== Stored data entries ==
+---+
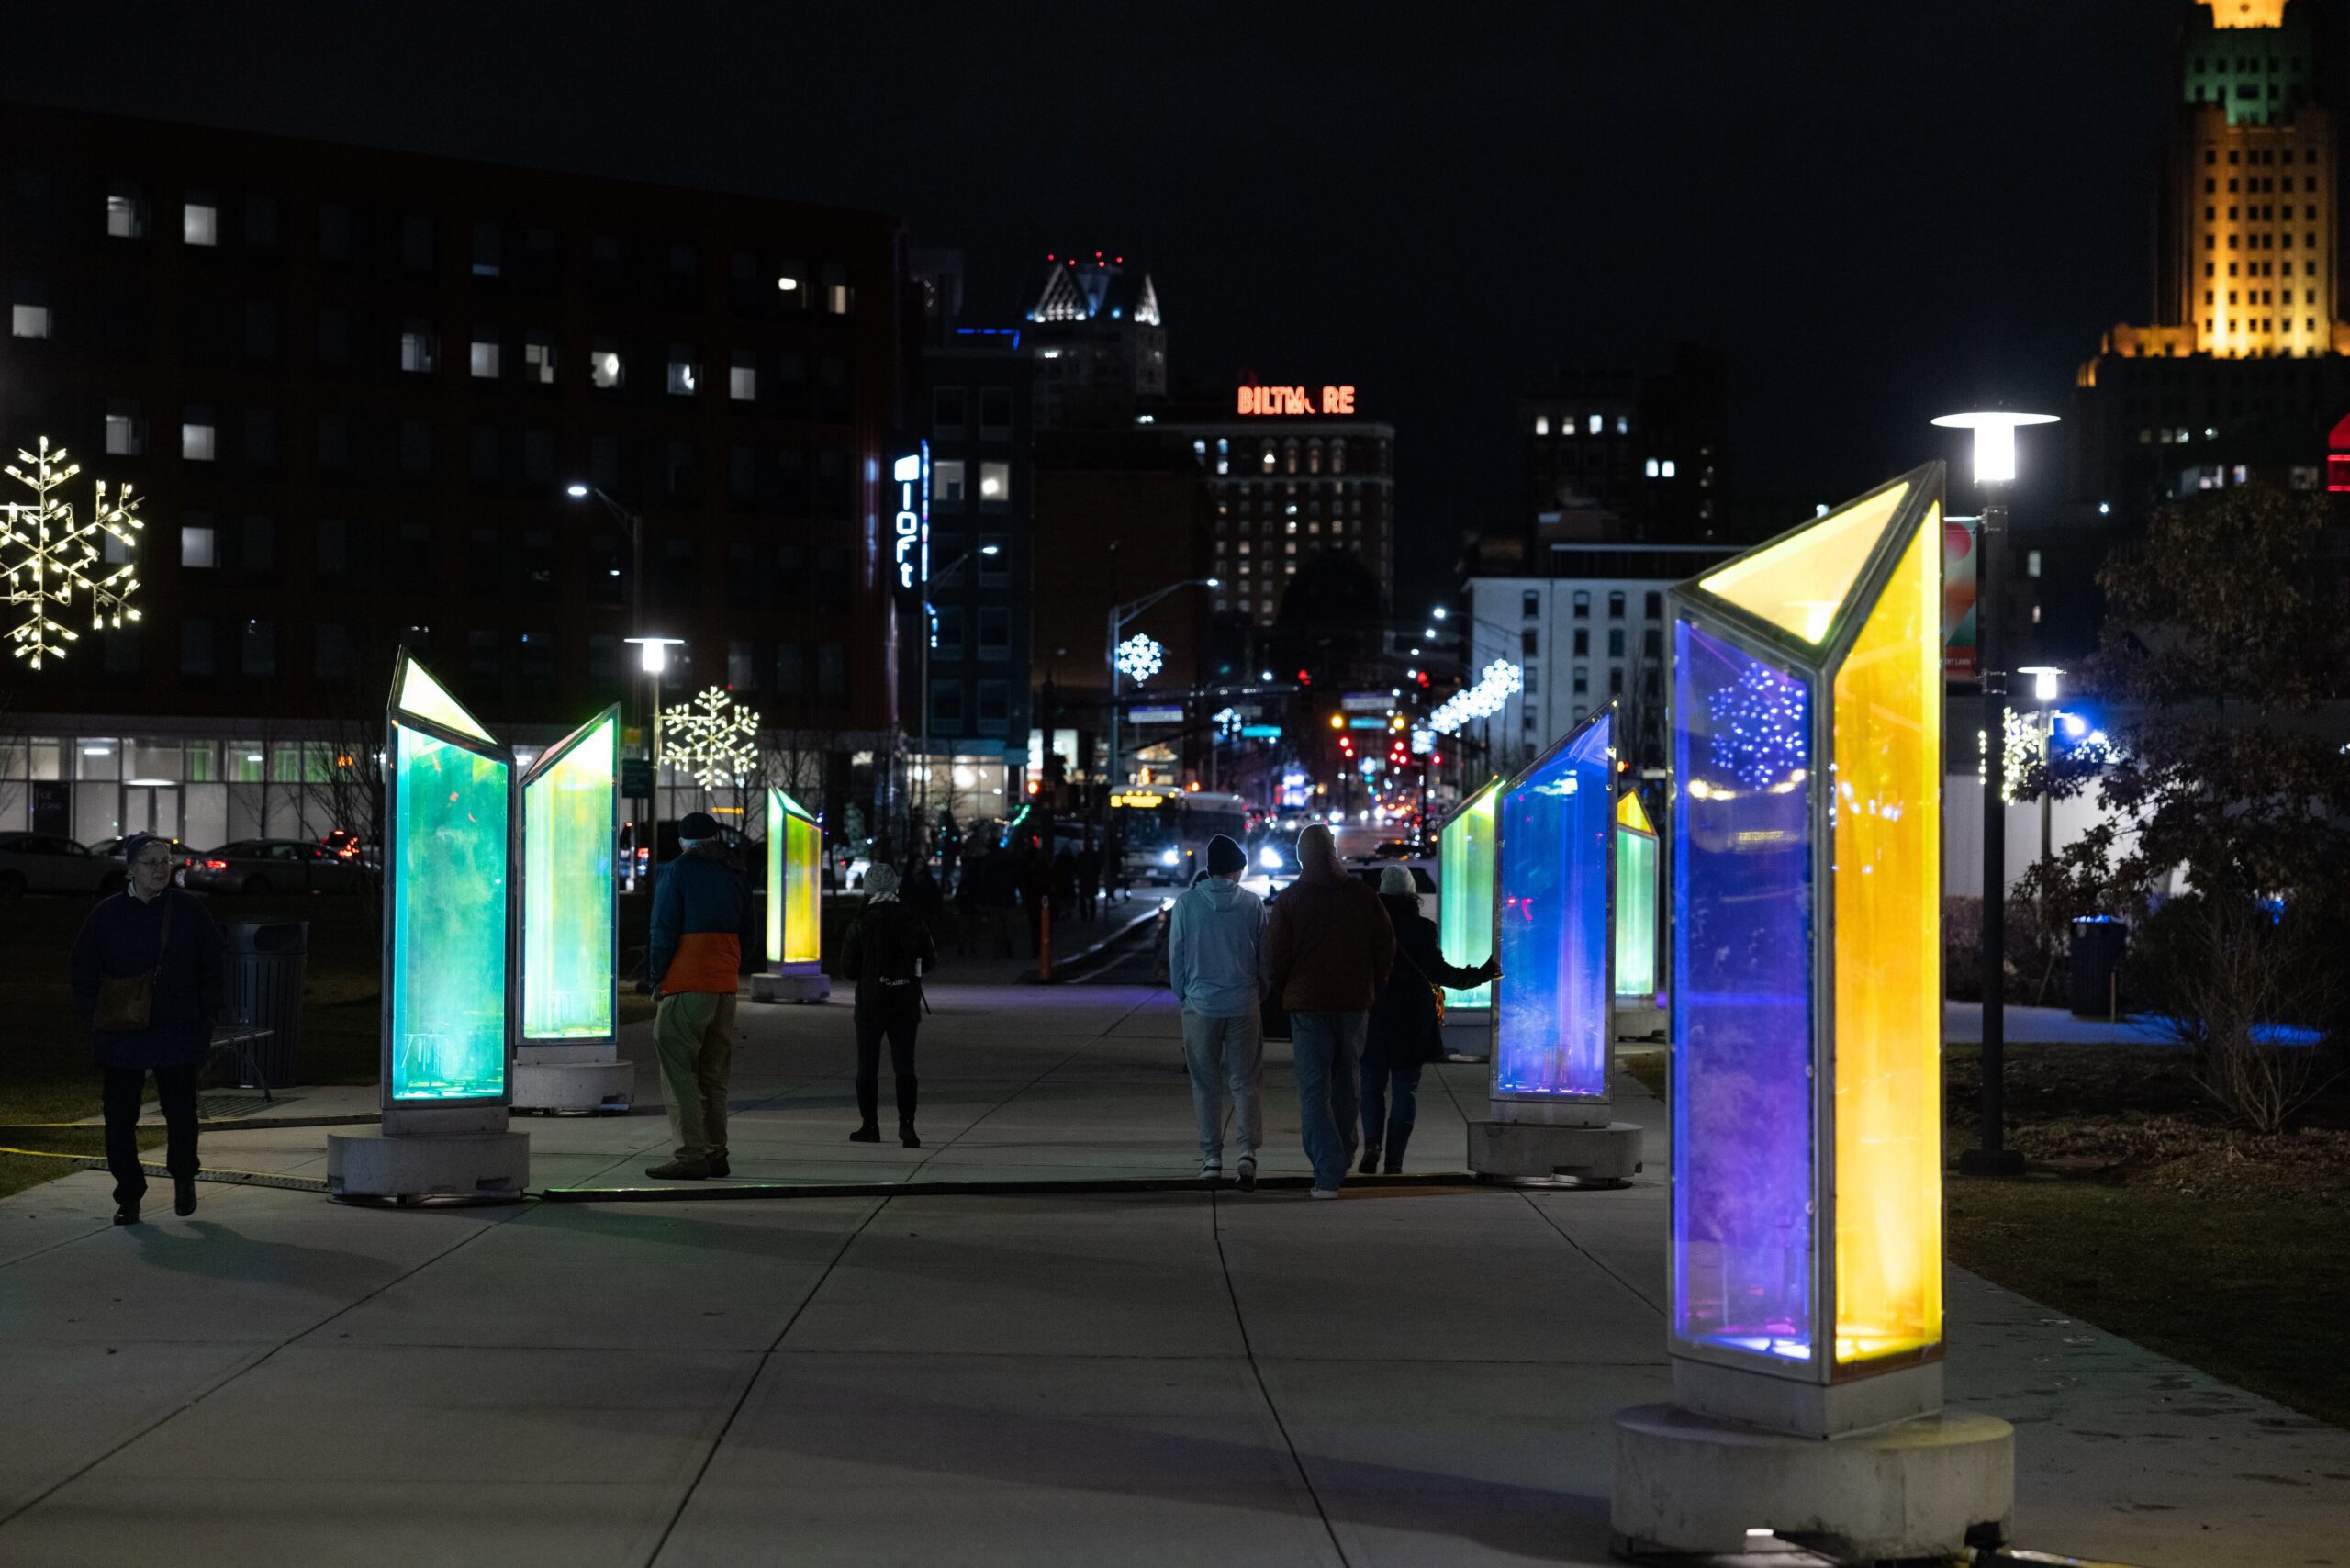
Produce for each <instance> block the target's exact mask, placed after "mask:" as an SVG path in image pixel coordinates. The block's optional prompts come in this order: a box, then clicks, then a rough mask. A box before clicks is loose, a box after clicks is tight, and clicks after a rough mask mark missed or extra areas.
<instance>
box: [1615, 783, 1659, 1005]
mask: <svg viewBox="0 0 2350 1568" xmlns="http://www.w3.org/2000/svg"><path fill="white" fill-rule="evenodd" d="M1617 997H1624V999H1626V1001H1650V999H1654V997H1657V839H1652V837H1647V835H1645V832H1633V830H1631V827H1624V825H1617Z"/></svg>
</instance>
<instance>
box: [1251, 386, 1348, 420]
mask: <svg viewBox="0 0 2350 1568" xmlns="http://www.w3.org/2000/svg"><path fill="white" fill-rule="evenodd" d="M1241 414H1354V386H1351V383H1349V386H1325V388H1318V395H1316V388H1311V386H1243V388H1241Z"/></svg>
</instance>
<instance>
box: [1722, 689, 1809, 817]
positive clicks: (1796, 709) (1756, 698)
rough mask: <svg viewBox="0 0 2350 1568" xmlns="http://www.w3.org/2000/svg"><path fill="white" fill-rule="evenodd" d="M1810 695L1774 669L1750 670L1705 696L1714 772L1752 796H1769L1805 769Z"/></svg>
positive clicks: (1806, 751)
mask: <svg viewBox="0 0 2350 1568" xmlns="http://www.w3.org/2000/svg"><path fill="white" fill-rule="evenodd" d="M1807 703H1809V693H1807V691H1805V686H1802V682H1800V679H1791V677H1786V675H1781V672H1779V670H1772V668H1770V665H1760V663H1755V665H1746V670H1744V672H1739V677H1737V682H1732V684H1730V686H1723V689H1718V691H1708V693H1706V715H1708V717H1711V719H1713V766H1718V769H1720V771H1725V773H1730V776H1732V778H1737V780H1739V783H1744V785H1746V788H1751V790H1767V788H1772V785H1774V783H1779V780H1784V778H1788V776H1793V771H1795V769H1800V766H1802V764H1805V752H1807V745H1809V743H1807V738H1805V710H1807Z"/></svg>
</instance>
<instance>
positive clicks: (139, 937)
mask: <svg viewBox="0 0 2350 1568" xmlns="http://www.w3.org/2000/svg"><path fill="white" fill-rule="evenodd" d="M122 851H125V853H122V863H125V865H127V867H129V886H125V889H122V891H120V893H115V896H113V898H103V900H99V905H96V907H94V910H92V912H89V919H87V922H82V933H80V936H78V938H73V954H70V959H68V961H66V964H68V976H70V983H73V1011H75V1013H80V1018H82V1027H85V1030H89V1044H92V1048H94V1053H96V1058H99V1070H101V1072H103V1074H106V1095H103V1105H106V1168H108V1171H113V1175H115V1225H136V1222H139V1204H141V1199H146V1171H141V1168H139V1103H141V1098H143V1091H146V1074H148V1072H153V1074H155V1100H157V1103H160V1105H162V1121H164V1168H167V1171H169V1173H172V1197H174V1201H172V1211H174V1213H179V1215H190V1213H195V1173H197V1168H200V1166H197V1157H195V1079H197V1074H202V1072H204V1058H209V1056H212V1025H214V1023H216V1020H219V1018H221V1011H223V997H226V983H223V980H226V976H223V959H221V952H223V950H221V929H219V926H214V924H212V914H209V912H207V910H204V903H202V900H200V898H197V896H195V893H183V891H179V889H174V886H172V870H174V865H176V856H174V853H172V844H169V839H157V837H155V835H150V832H134V835H132V837H129V842H127V844H125V846H122Z"/></svg>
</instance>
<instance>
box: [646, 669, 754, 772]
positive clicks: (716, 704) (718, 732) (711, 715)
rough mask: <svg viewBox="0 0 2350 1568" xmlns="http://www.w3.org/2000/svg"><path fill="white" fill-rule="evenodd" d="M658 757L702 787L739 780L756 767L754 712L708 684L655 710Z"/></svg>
mask: <svg viewBox="0 0 2350 1568" xmlns="http://www.w3.org/2000/svg"><path fill="white" fill-rule="evenodd" d="M660 724H663V731H665V733H663V738H660V759H663V762H665V764H670V766H672V769H684V771H689V773H693V783H698V785H700V788H705V790H719V788H726V785H740V783H743V780H745V778H747V776H750V773H752V769H757V766H759V712H757V710H752V708H743V705H740V703H736V701H733V698H731V696H729V693H726V691H724V686H710V689H705V691H703V693H700V696H698V698H693V701H691V703H679V705H677V708H670V710H667V712H665V715H660Z"/></svg>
+---+
== TASK DESCRIPTION ==
Rewrite all the items above with every "positive clicks" changed to "foreground clicks" and nothing else altered, leaving out the pictures.

== REPLY TO THE TASK ==
Produce for each <instance> block the target's exact mask, placed after "mask:" as an SVG path in image pixel coordinates. The block's optional prompts come in this order: a box, then clicks, then a rough mask. A box before clicks is loose, a box after clicks is tight, and clicks after a rough mask mark missed or extra areas.
<instance>
box: [1615, 783, 1659, 1005]
mask: <svg viewBox="0 0 2350 1568" xmlns="http://www.w3.org/2000/svg"><path fill="white" fill-rule="evenodd" d="M1617 997H1624V999H1626V1001H1650V999H1654V997H1657V839H1652V837H1647V835H1645V832H1633V830H1631V827H1624V825H1617Z"/></svg>
</instance>
<instance>
box: [1251, 386, 1348, 420]
mask: <svg viewBox="0 0 2350 1568" xmlns="http://www.w3.org/2000/svg"><path fill="white" fill-rule="evenodd" d="M1241 414H1354V386H1351V383H1349V386H1325V388H1318V395H1316V388H1311V386H1243V388H1241Z"/></svg>
</instance>
<instance>
box: [1722, 689, 1809, 817]
foreground clicks: (1796, 709) (1756, 698)
rough mask: <svg viewBox="0 0 2350 1568" xmlns="http://www.w3.org/2000/svg"><path fill="white" fill-rule="evenodd" d="M1810 695L1774 669L1750 670L1705 696L1714 772L1752 796H1769L1805 769Z"/></svg>
foreground clicks: (1806, 751)
mask: <svg viewBox="0 0 2350 1568" xmlns="http://www.w3.org/2000/svg"><path fill="white" fill-rule="evenodd" d="M1807 703H1809V693H1807V691H1805V686H1802V682H1800V679H1791V677H1786V675H1781V672H1779V670H1772V668H1770V665H1760V663H1755V665H1746V670H1744V672H1739V677H1737V682H1732V684H1730V686H1723V689H1718V691H1708V693H1706V715H1708V717H1711V719H1713V766H1718V769H1720V771H1725V773H1730V776H1732V778H1737V780H1739V783H1744V785H1746V788H1751V790H1767V788H1772V785H1774V783H1779V780H1784V778H1788V776H1793V771H1795V769H1800V766H1802V764H1805V752H1807V745H1809V743H1807V738H1805V710H1807Z"/></svg>
</instance>
<instance>
foreground clicks: (139, 937)
mask: <svg viewBox="0 0 2350 1568" xmlns="http://www.w3.org/2000/svg"><path fill="white" fill-rule="evenodd" d="M122 851H125V853H122V863H125V865H127V867H129V886H125V889H122V891H120V893H115V896H113V898H103V900H99V905H96V907H94V910H92V912H89V919H87V922H82V933H80V936H78V938H73V954H70V959H68V961H66V964H68V976H70V983H73V1011H75V1013H80V1018H82V1027H85V1030H89V1044H92V1048H94V1053H96V1058H99V1070H101V1072H103V1074H106V1095H103V1105H106V1168H108V1171H113V1175H115V1225H136V1222H139V1204H141V1199H146V1171H141V1168H139V1103H141V1098H143V1091H146V1074H148V1072H153V1074H155V1100H157V1103H160V1105H162V1121H164V1168H167V1171H169V1173H172V1197H174V1201H172V1211H174V1213H179V1215H190V1213H195V1173H197V1168H200V1166H197V1157H195V1079H197V1074H202V1072H204V1058H209V1056H212V1025H214V1023H216V1020H219V1018H221V1011H223V997H226V983H223V980H226V976H223V959H221V952H223V950H221V929H219V926H214V924H212V914H209V912H207V910H204V903H202V900H200V898H197V896H195V893H183V891H179V889H174V886H172V870H174V865H176V856H174V853H172V844H169V839H157V837H155V835H150V832H134V835H132V837H129V842H127V844H125V846H122Z"/></svg>
</instance>
<instance>
box: [646, 669, 754, 772]
foreground clicks: (716, 704) (718, 732) (711, 715)
rough mask: <svg viewBox="0 0 2350 1568" xmlns="http://www.w3.org/2000/svg"><path fill="white" fill-rule="evenodd" d="M658 757L702 787L739 780L756 767L754 712L708 684L655 710Z"/></svg>
mask: <svg viewBox="0 0 2350 1568" xmlns="http://www.w3.org/2000/svg"><path fill="white" fill-rule="evenodd" d="M660 724H663V731H665V733H663V738H660V759H663V762H665V764H670V766H672V769H684V771H689V773H693V783H698V785H700V788H705V790H719V788H726V785H740V783H743V780H745V778H747V776H750V773H752V769H757V766H759V712H757V710H752V708H743V705H740V703H736V701H733V698H731V696H729V693H726V691H724V686H710V689H705V691H703V693H700V696H698V698H693V701H691V703H679V705H677V708H670V710H667V712H665V715H660Z"/></svg>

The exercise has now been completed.